(Stored dataset items)
━━━━━━━━

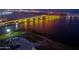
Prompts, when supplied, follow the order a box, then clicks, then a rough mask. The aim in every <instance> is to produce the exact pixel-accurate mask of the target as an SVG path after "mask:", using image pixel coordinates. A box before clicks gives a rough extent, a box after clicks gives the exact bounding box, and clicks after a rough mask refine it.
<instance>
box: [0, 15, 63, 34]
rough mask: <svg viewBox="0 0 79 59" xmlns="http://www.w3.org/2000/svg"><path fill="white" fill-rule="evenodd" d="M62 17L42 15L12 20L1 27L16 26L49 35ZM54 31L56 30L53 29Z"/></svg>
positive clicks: (7, 21) (22, 29)
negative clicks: (52, 28)
mask: <svg viewBox="0 0 79 59" xmlns="http://www.w3.org/2000/svg"><path fill="white" fill-rule="evenodd" d="M61 18H62V17H61V16H59V15H40V16H34V17H27V18H21V19H17V20H11V21H6V22H1V23H0V26H2V25H6V24H9V25H10V24H15V26H16V27H17V28H19V29H20V30H23V31H24V30H30V31H32V30H35V31H37V32H42V33H47V32H49V31H51V30H52V28H53V27H54V26H55V25H56V23H57V22H58V21H59V19H61ZM53 30H54V28H53Z"/></svg>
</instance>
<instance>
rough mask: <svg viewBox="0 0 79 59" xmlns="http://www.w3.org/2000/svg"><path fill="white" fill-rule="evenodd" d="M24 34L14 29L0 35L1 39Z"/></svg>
mask: <svg viewBox="0 0 79 59" xmlns="http://www.w3.org/2000/svg"><path fill="white" fill-rule="evenodd" d="M21 34H22V32H20V31H12V32H9V33H6V34H1V35H0V40H5V39H9V38H12V37H16V36H20V35H21Z"/></svg>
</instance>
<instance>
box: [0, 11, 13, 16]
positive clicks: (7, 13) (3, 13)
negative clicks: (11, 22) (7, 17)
mask: <svg viewBox="0 0 79 59" xmlns="http://www.w3.org/2000/svg"><path fill="white" fill-rule="evenodd" d="M12 13H13V12H9V11H4V12H0V15H7V14H12Z"/></svg>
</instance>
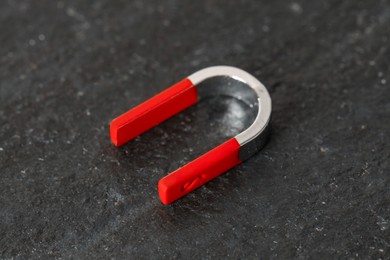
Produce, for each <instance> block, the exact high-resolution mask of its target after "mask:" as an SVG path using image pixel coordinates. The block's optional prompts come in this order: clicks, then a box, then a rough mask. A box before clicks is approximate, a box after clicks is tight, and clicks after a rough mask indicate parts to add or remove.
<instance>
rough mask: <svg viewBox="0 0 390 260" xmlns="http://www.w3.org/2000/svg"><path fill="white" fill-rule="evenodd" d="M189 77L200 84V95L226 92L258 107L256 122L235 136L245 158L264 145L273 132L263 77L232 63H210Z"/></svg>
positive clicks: (192, 79) (248, 103)
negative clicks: (213, 63)
mask: <svg viewBox="0 0 390 260" xmlns="http://www.w3.org/2000/svg"><path fill="white" fill-rule="evenodd" d="M188 79H189V80H191V82H192V83H193V84H194V85H196V87H197V90H198V94H199V96H200V98H203V97H206V96H209V95H212V94H225V95H229V96H232V97H235V98H238V99H240V100H243V101H244V102H246V103H247V104H248V105H249V106H250V107H251V108H253V109H257V115H256V119H255V120H254V122H253V123H252V124H251V125H250V126H249V127H248V128H247V129H246V130H245V131H243V132H242V133H240V134H238V135H237V136H235V138H236V140H237V141H238V143H239V144H240V146H241V148H240V159H241V160H246V159H248V158H249V157H251V156H252V155H253V154H255V153H256V152H258V151H259V150H261V149H262V148H263V146H264V145H265V143H266V141H267V139H268V135H269V122H270V118H271V111H272V104H271V97H270V95H269V93H268V91H267V89H266V88H265V87H264V85H263V84H261V82H260V81H258V80H257V79H256V78H255V77H253V76H252V75H251V74H249V73H247V72H246V71H244V70H241V69H238V68H235V67H230V66H214V67H208V68H205V69H202V70H200V71H197V72H195V73H194V74H192V75H190V76H189V77H188ZM211 85H213V86H216V87H211Z"/></svg>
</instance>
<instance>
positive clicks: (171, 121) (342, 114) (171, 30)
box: [0, 0, 390, 259]
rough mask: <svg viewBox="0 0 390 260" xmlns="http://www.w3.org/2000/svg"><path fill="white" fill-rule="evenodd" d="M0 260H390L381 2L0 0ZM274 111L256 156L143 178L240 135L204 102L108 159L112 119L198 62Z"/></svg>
mask: <svg viewBox="0 0 390 260" xmlns="http://www.w3.org/2000/svg"><path fill="white" fill-rule="evenodd" d="M0 24H1V27H0V258H2V259H3V258H5V259H9V258H21V259H22V258H48V257H55V258H60V257H61V258H64V259H68V258H75V259H79V258H82V259H96V258H105V259H107V258H111V257H112V258H118V259H121V258H122V259H123V258H127V259H131V258H132V259H138V258H145V259H150V258H152V259H157V258H164V259H165V258H179V259H191V258H193V259H199V258H210V259H211V258H219V259H225V258H235V259H237V258H242V259H248V258H249V259H259V258H262V259H283V258H298V259H319V258H325V259H335V258H341V259H345V258H350V259H367V258H374V259H379V258H382V259H385V258H389V257H390V188H389V184H390V167H389V166H390V165H389V159H390V145H389V142H390V1H388V0H373V1H367V0H345V1H340V0H325V1H310V0H297V1H283V0H274V1H265V0H264V1H247V0H243V1H224V0H220V1H217V0H215V1H211V0H209V1H179V0H173V1H157V0H154V1H142V0H137V1H124V0H123V1H111V0H97V1H75V0H74V1H65V0H64V1H52V0H44V1H27V0H20V1H13V0H4V1H1V2H0ZM220 64H223V65H231V66H236V67H239V68H242V69H244V70H247V71H248V72H250V73H252V74H253V75H254V76H256V77H257V78H259V80H261V81H262V82H263V83H264V84H265V86H266V87H267V88H268V90H269V92H270V94H271V97H272V100H273V118H272V133H271V138H270V140H269V142H268V144H267V145H266V147H265V148H264V150H263V151H261V152H260V153H259V154H257V155H256V156H254V157H252V158H251V159H250V160H248V161H246V162H245V163H244V164H242V165H240V166H238V167H236V168H234V169H232V170H230V171H228V172H227V173H226V174H224V175H222V176H220V177H218V178H217V179H215V180H213V181H212V182H210V183H208V184H207V185H205V186H203V187H201V188H199V189H198V190H196V191H195V192H193V193H191V194H190V195H189V196H186V197H185V198H183V199H181V200H179V201H177V202H175V203H173V204H171V205H169V206H164V205H163V204H161V203H160V201H159V199H158V195H157V182H158V180H159V179H160V178H162V177H163V176H165V175H166V174H167V173H169V172H171V171H172V170H175V169H177V168H178V167H180V166H181V165H183V164H185V163H186V162H189V161H191V160H192V159H194V158H196V157H197V156H199V155H201V154H202V153H204V152H206V151H207V150H209V149H210V148H212V147H214V146H216V145H217V144H219V143H221V142H223V141H224V140H227V139H228V138H230V137H232V136H234V135H235V134H237V133H239V132H241V131H242V130H243V129H245V128H246V127H247V126H248V125H249V124H250V120H251V118H249V117H245V116H242V115H243V114H245V112H246V111H247V110H248V109H249V108H248V107H246V106H245V105H243V104H242V103H241V102H239V101H238V100H235V99H232V98H211V99H208V100H205V101H204V102H202V103H200V104H198V105H196V106H194V107H192V108H190V109H189V110H187V111H185V112H183V113H181V114H180V115H178V116H176V117H174V118H172V119H170V120H168V121H167V122H165V123H163V124H161V125H159V126H158V127H156V128H155V129H153V130H152V131H150V132H148V133H146V134H144V135H142V136H140V137H138V138H137V139H135V140H134V141H133V142H130V143H128V144H126V145H124V146H123V147H121V148H116V147H114V146H113V145H112V144H111V142H110V138H109V123H110V120H112V119H113V118H114V117H115V116H117V115H119V114H120V113H122V112H124V111H126V110H127V109H129V108H131V107H133V106H135V105H137V104H139V103H141V102H142V101H144V100H146V99H147V98H149V97H151V96H153V95H154V94H156V93H158V92H159V91H161V90H163V89H165V88H166V87H168V86H170V85H171V84H173V83H175V82H177V81H179V80H180V79H182V78H184V77H185V76H187V75H189V74H191V73H193V72H195V71H197V70H199V69H201V68H204V67H207V66H211V65H220Z"/></svg>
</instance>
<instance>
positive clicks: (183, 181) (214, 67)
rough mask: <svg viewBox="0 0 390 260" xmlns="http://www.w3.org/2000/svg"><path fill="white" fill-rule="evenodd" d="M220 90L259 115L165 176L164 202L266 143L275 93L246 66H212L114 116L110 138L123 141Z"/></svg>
mask: <svg viewBox="0 0 390 260" xmlns="http://www.w3.org/2000/svg"><path fill="white" fill-rule="evenodd" d="M215 95H227V96H231V97H234V98H237V99H239V100H241V101H243V102H245V103H246V104H247V105H248V106H249V107H250V108H251V111H252V112H253V113H255V115H256V119H255V121H254V122H253V123H252V124H251V126H250V127H249V128H248V129H246V130H245V131H243V132H242V133H240V134H238V135H237V136H235V137H234V138H232V139H230V140H228V141H226V142H225V143H223V144H221V145H219V146H217V147H216V148H214V149H212V150H211V151H209V152H207V153H205V154H204V155H202V156H200V157H199V158H197V159H195V160H193V161H192V162H190V163H188V164H186V165H184V166H183V167H181V168H179V169H177V170H176V171H174V172H172V173H171V174H169V175H167V176H165V177H164V178H162V179H161V180H160V181H159V182H158V194H159V196H160V200H161V202H162V203H164V204H170V203H172V202H173V201H175V200H177V199H179V198H181V197H183V196H184V195H186V194H188V193H189V192H191V191H193V190H195V189H196V188H198V187H200V186H202V185H203V184H205V183H206V182H208V181H210V180H212V179H214V178H215V177H217V176H219V175H221V174H222V173H224V172H226V171H227V170H229V169H230V168H233V167H234V166H236V165H238V164H240V163H241V162H243V161H245V160H246V159H248V158H249V157H250V156H252V155H253V154H255V153H256V152H258V151H259V150H260V149H262V148H263V146H264V145H265V142H266V141H267V137H268V133H269V121H270V117H271V98H270V96H269V94H268V91H267V89H266V88H265V87H264V86H263V84H261V83H260V82H259V81H258V80H257V79H256V78H255V77H253V76H252V75H250V74H249V73H247V72H245V71H243V70H241V69H238V68H234V67H228V66H215V67H209V68H205V69H202V70H200V71H198V72H195V73H194V74H192V75H190V76H189V77H187V78H185V79H183V80H182V81H180V82H178V83H176V84H175V85H173V86H172V87H170V88H168V89H166V90H164V91H163V92H161V93H159V94H157V95H156V96H154V97H152V98H151V99H149V100H147V101H146V102H144V103H142V104H141V105H139V106H137V107H135V108H133V109H131V110H129V111H127V112H126V113H124V114H122V115H120V116H119V117H117V118H115V119H114V120H113V121H112V122H111V125H110V135H111V140H112V142H113V143H114V144H115V145H116V146H121V145H122V144H124V143H126V142H128V141H130V140H131V139H133V138H135V137H136V136H138V135H140V134H142V133H144V132H145V131H147V130H149V129H150V128H152V127H154V126H156V125H157V124H159V123H161V122H163V121H165V120H166V119H168V118H170V117H172V116H173V115H175V114H177V113H179V112H180V111H182V110H184V109H186V108H188V107H189V106H191V105H193V104H195V103H197V102H198V101H200V100H202V99H204V98H206V97H208V96H215Z"/></svg>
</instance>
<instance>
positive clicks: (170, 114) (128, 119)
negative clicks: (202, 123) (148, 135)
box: [110, 79, 198, 146]
mask: <svg viewBox="0 0 390 260" xmlns="http://www.w3.org/2000/svg"><path fill="white" fill-rule="evenodd" d="M197 101H198V93H197V90H196V87H195V86H194V84H192V82H191V81H190V80H189V79H184V80H182V81H180V82H178V83H176V84H175V85H173V86H172V87H170V88H168V89H166V90H164V91H163V92H161V93H160V94H158V95H156V96H154V97H152V98H151V99H149V100H147V101H146V102H144V103H142V104H141V105H139V106H137V107H135V108H133V109H131V110H129V111H127V112H126V113H124V114H122V115H120V116H119V117H117V118H115V119H114V120H112V122H111V125H110V135H111V140H112V142H113V143H114V144H115V145H116V146H120V145H122V144H124V143H126V142H128V141H130V140H131V139H133V138H134V137H136V136H138V135H140V134H142V133H144V132H146V131H147V130H149V129H150V128H153V127H154V126H156V125H158V124H159V123H161V122H163V121H165V120H167V119H168V118H170V117H172V116H173V115H175V114H177V113H179V112H180V111H182V110H184V109H186V108H188V107H189V106H191V105H193V104H195V103H196V102H197Z"/></svg>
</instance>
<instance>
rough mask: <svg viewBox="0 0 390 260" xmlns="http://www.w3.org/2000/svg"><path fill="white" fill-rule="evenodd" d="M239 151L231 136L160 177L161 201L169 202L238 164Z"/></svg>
mask: <svg viewBox="0 0 390 260" xmlns="http://www.w3.org/2000/svg"><path fill="white" fill-rule="evenodd" d="M239 151H240V144H239V143H238V142H237V140H236V139H235V138H232V139H230V140H229V141H227V142H225V143H223V144H221V145H220V146H218V147H216V148H214V149H213V150H211V151H209V152H207V153H206V154H204V155H202V156H201V157H199V158H197V159H195V160H194V161H192V162H190V163H188V164H186V165H185V166H183V167H182V168H180V169H178V170H176V171H174V172H172V173H171V174H169V175H168V176H166V177H164V178H162V179H161V180H160V181H159V183H158V194H159V196H160V200H161V202H162V203H164V204H170V203H172V202H173V201H175V200H177V199H179V198H181V197H183V196H184V195H186V194H187V193H189V192H191V191H193V190H195V189H196V188H198V187H200V186H202V185H203V184H205V183H206V182H208V181H210V180H212V179H214V178H215V177H217V176H219V175H221V174H222V173H224V172H225V171H227V170H229V169H230V168H233V167H234V166H236V165H238V164H240V163H241V160H240V158H239Z"/></svg>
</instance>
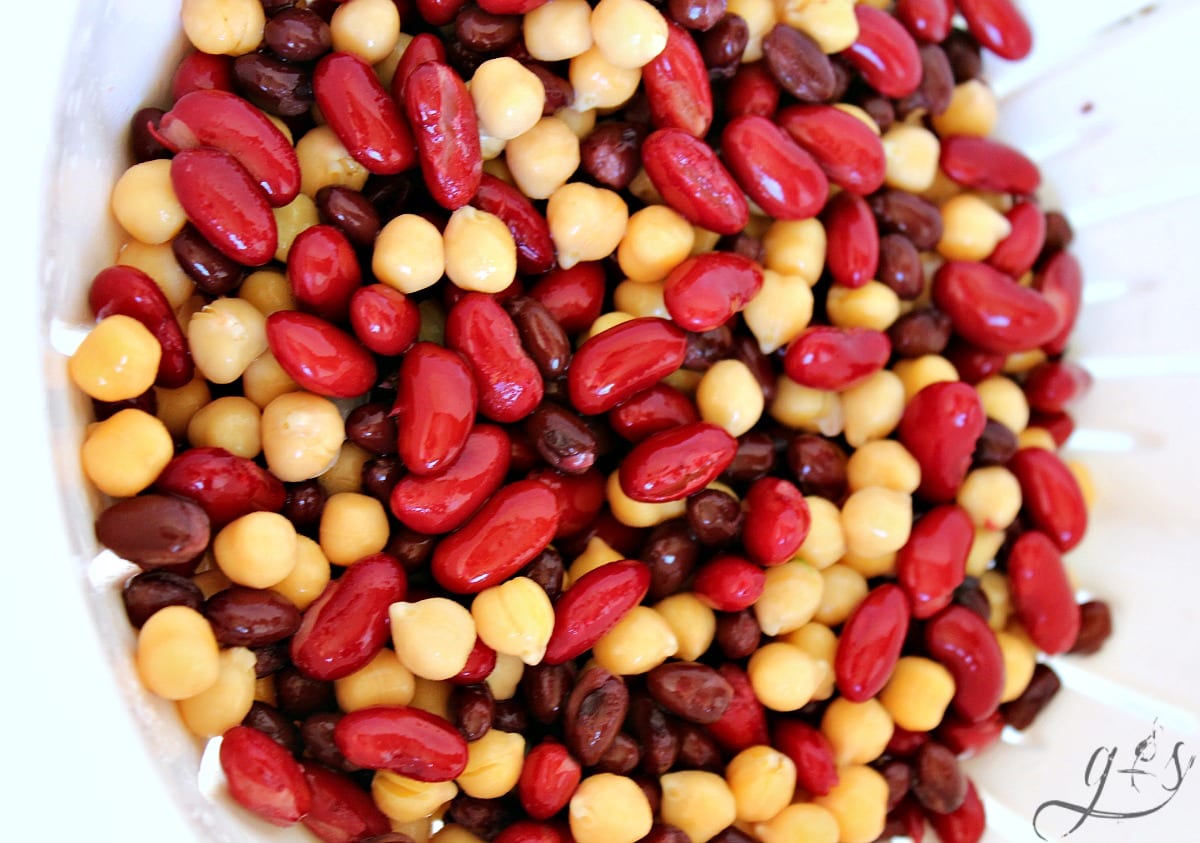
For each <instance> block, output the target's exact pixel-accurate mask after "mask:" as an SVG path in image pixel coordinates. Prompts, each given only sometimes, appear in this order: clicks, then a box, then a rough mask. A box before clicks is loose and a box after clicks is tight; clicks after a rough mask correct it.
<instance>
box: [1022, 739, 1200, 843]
mask: <svg viewBox="0 0 1200 843" xmlns="http://www.w3.org/2000/svg"><path fill="white" fill-rule="evenodd" d="M1162 731H1163V728H1162V727H1160V725H1159V724H1158V721H1157V719H1156V721H1154V723H1153V724H1152V728H1151V731H1150V734H1148V735H1147V736H1146V737H1145V739H1142V740H1141V741H1140V742H1139V743H1138V745H1136V746H1135V747H1133V749H1132V751H1129V749H1127V751H1122V748H1121V747H1118V746H1112V747H1097V748H1096V751H1094V752H1093V753H1092V755H1091V758H1088V759H1087V765H1086V766H1085V767H1084V784H1085V785H1086V787H1087V789H1088V793H1090V801H1088V802H1086V803H1081V805H1075V803H1074V802H1067V801H1063V800H1050V801H1049V802H1043V803H1042V805H1039V806H1038V809H1037V811H1036V812H1033V831H1034V833H1037V836H1038V837H1039V838H1040V839H1049V838H1048V837H1046V833H1044V832H1049V833H1051V835H1052V836H1054V837H1056V838H1058V837H1067V836H1068V835H1072V833H1074V832H1075V831H1079V830H1080V829H1081V827H1084V825H1085V824H1087V823H1091V824H1093V825H1094V824H1096V823H1097V821H1100V820H1130V819H1138V818H1139V817H1148V815H1151V814H1153V813H1156V812H1158V811H1162V809H1163V808H1165V807H1166V806H1168V805H1169V803H1170V802H1171V800H1174V799H1175V796H1176V794H1178V791H1180V788H1181V787H1182V785H1183V779H1184V778H1187V775H1188V772H1190V770H1192V765H1194V764H1195V760H1196V757H1195V755H1194V754H1190V753H1188V752H1187V748H1186V746H1184V743H1183V741H1175V742H1174V743H1172V742H1170V741H1165V740H1163V736H1162ZM1130 755H1132V759H1130V760H1129V761H1128V763H1124V761H1122V760H1121V759H1124V758H1129V757H1130ZM1072 820H1074V823H1073V824H1072ZM1060 829H1066V830H1060Z"/></svg>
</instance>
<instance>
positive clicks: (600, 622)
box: [542, 560, 650, 664]
mask: <svg viewBox="0 0 1200 843" xmlns="http://www.w3.org/2000/svg"><path fill="white" fill-rule="evenodd" d="M649 588H650V572H649V568H647V567H646V566H644V564H642V563H641V562H637V561H634V560H624V561H619V562H610V563H608V564H605V566H601V567H599V568H596V569H594V570H589V572H588V573H586V574H584V575H583V576H581V578H580V579H578V580H577V581H576V582H574V584H572V585H571V587H570V588H569V590H568V591H566V592H565V593H564V594H563V596H562V597H560V598H558V602H557V603H556V604H554V632H553V633H552V634H551V636H550V644H548V645H547V647H546V657H545V659H542V660H544V662H545V663H546V664H563V663H564V662H568V660H570V659H572V658H575V657H576V656H580V654H582V653H583V652H586V651H588V650H590V648H592V645H594V644H595V642H596V641H599V640H600V639H601V638H604V635H605V634H606V633H607V632H608V630H610V629H612V628H613V627H614V626H617V623H618V622H620V618H623V617H624V616H625V615H628V614H629V612H630V610H631V609H632V608H634V606H636V605H637V604H638V603H641V602H642V598H643V597H646V592H647V591H649Z"/></svg>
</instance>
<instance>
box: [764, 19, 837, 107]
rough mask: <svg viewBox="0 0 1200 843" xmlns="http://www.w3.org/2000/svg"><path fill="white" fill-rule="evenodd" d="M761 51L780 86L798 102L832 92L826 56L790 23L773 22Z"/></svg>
mask: <svg viewBox="0 0 1200 843" xmlns="http://www.w3.org/2000/svg"><path fill="white" fill-rule="evenodd" d="M762 54H763V60H764V61H766V62H767V67H768V68H769V70H770V73H772V76H774V77H775V79H776V80H778V82H779V84H780V86H781V88H782V89H784V90H785V91H787V92H788V94H791V95H792V96H794V97H796V98H797V100H799V101H800V102H823V101H826V100H829V98H832V97H833V95H834V92H835V91H836V84H838V82H836V77H835V74H834V68H833V62H832V61H830V60H829V56H828V55H826V54H824V50H822V49H821V47H820V46H818V44H817V42H816V41H814V40H812V38H811V37H809V36H808V35H805V34H804V32H802V31H800V30H798V29H796V28H794V26H788V25H787V24H775V25H774V26H773V28H772V30H770V31H769V32H767V35H766V36H764V37H763V40H762Z"/></svg>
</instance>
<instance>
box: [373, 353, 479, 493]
mask: <svg viewBox="0 0 1200 843" xmlns="http://www.w3.org/2000/svg"><path fill="white" fill-rule="evenodd" d="M398 381H400V389H398V391H397V394H396V403H395V406H394V407H392V412H394V413H396V414H397V415H398V421H400V440H398V446H400V456H401V459H402V460H403V462H404V466H406V467H407V468H408V470H409V471H410V472H413V473H414V474H437V473H439V472H443V471H445V470H446V468H448V467H449V466H450V465H452V464H454V461H455V460H456V459H458V455H460V454H461V453H462V449H463V448H464V447H466V444H467V436H469V435H470V429H472V425H473V424H474V421H475V407H476V405H478V400H479V397H478V390H476V388H475V378H474V376H473V375H472V371H470V366H469V365H468V364H467V361H466V360H464V359H463V358H462V355H460V354H457V353H456V352H454V351H450V349H449V348H443V347H442V346H437V345H433V343H432V342H418V343H416V345H414V346H413V347H412V348H409V349H408V353H407V354H404V359H403V361H402V363H401V364H400V376H398Z"/></svg>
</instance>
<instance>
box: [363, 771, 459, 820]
mask: <svg viewBox="0 0 1200 843" xmlns="http://www.w3.org/2000/svg"><path fill="white" fill-rule="evenodd" d="M457 795H458V785H457V784H455V783H454V782H418V781H416V779H415V778H409V777H408V776H401V775H400V773H394V772H389V771H386V770H379V771H377V772H376V775H374V777H373V778H372V779H371V799H373V800H374V803H376V806H378V808H379V811H382V812H383V813H384V814H386V815H388V817H389V818H390V819H392V820H395V821H396V823H412V821H414V820H420V819H424V818H426V817H428V815H430V814H432V813H433V812H434V811H437V809H438V808H440V807H442V806H443V805H445V803H446V802H449V801H450V800H452V799H454V797H455V796H457Z"/></svg>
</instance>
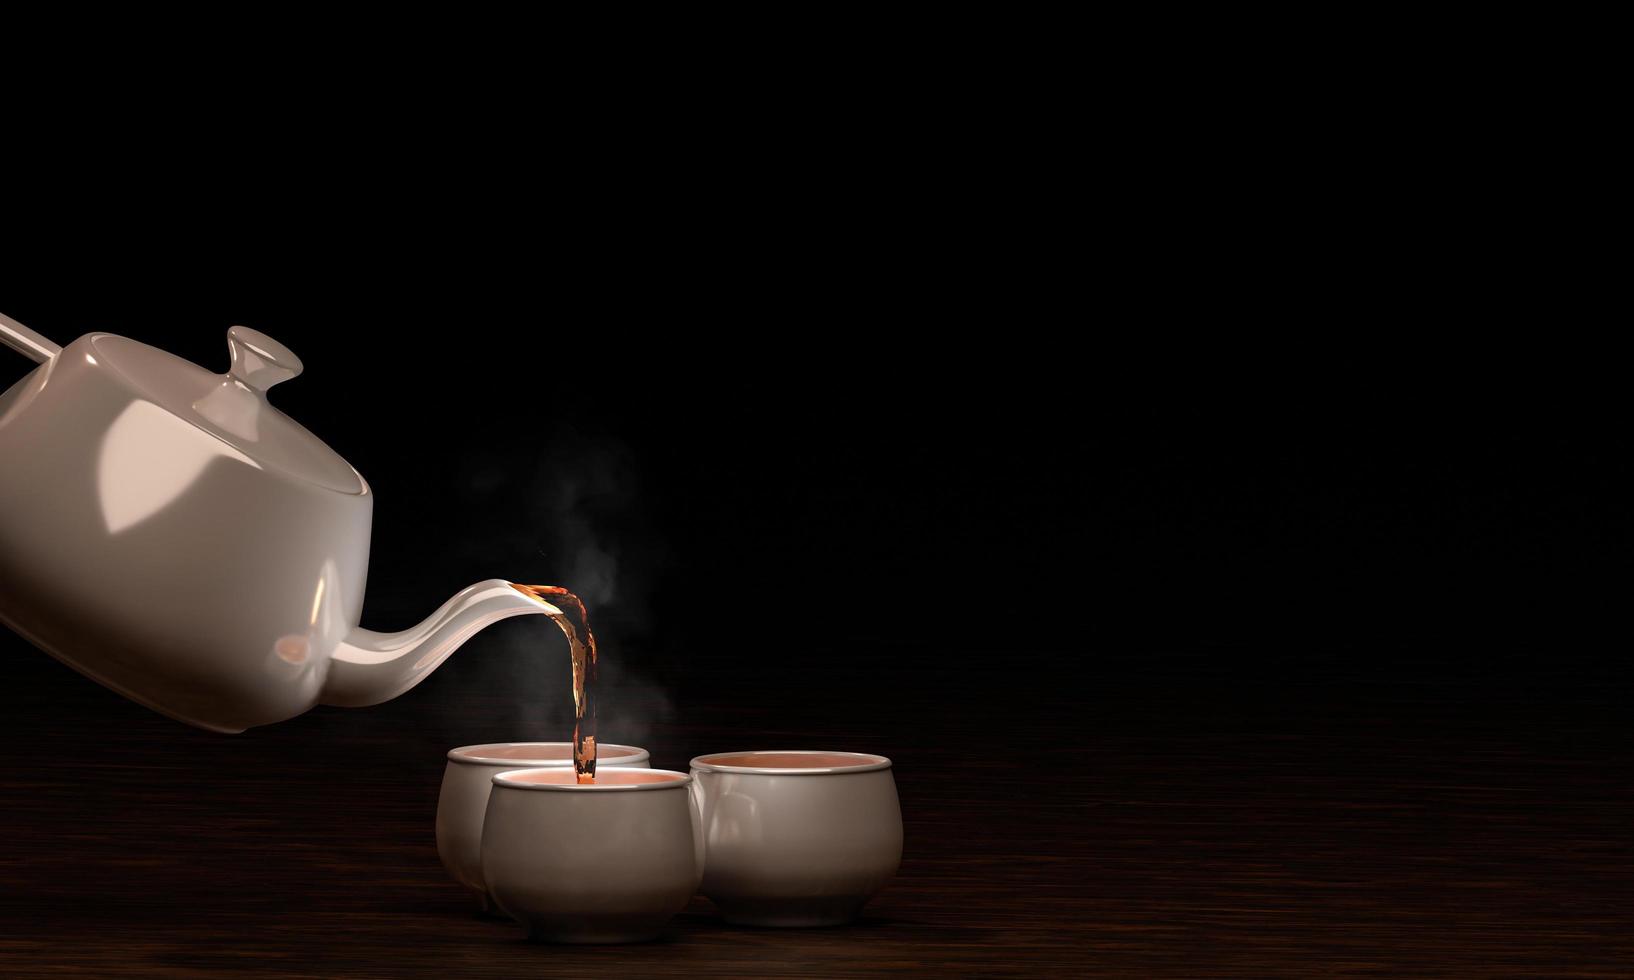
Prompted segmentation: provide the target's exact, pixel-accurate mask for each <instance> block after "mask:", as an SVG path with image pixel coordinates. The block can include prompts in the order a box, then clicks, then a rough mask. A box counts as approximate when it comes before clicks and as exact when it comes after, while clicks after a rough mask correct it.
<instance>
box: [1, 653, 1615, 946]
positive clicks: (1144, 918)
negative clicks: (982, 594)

━━━━━━━━

** Written task **
Rewrite the records, starting at their beginning and ending at the line containing "17L42 15L12 20L1", as a Markdown table with the columns Row and Line, numbering each line and skipping blank lines. Leave the pictures out of the answer.

** Solution below **
| Row | Line |
|---|---|
| 1 | Prompts, when supplied, follow the order a box, then clicks, then a rough mask. The aim in every <instance> is to produce the exact pixel-accurate mask of the target as an SVG path after "mask:", using image pixel coordinates. A box before clicks gives a rough extent, a box after clicks gives the exact bounding box, and clicks after a rough mask refine it. |
| 2 | <instance> |
| 3 | box: [0, 15, 63, 34] |
| 4 | rough mask: <svg viewBox="0 0 79 59" xmlns="http://www.w3.org/2000/svg"><path fill="white" fill-rule="evenodd" d="M62 17L42 15L12 20L1 27L16 26L49 35ZM54 31L56 30L53 29Z"/></svg> |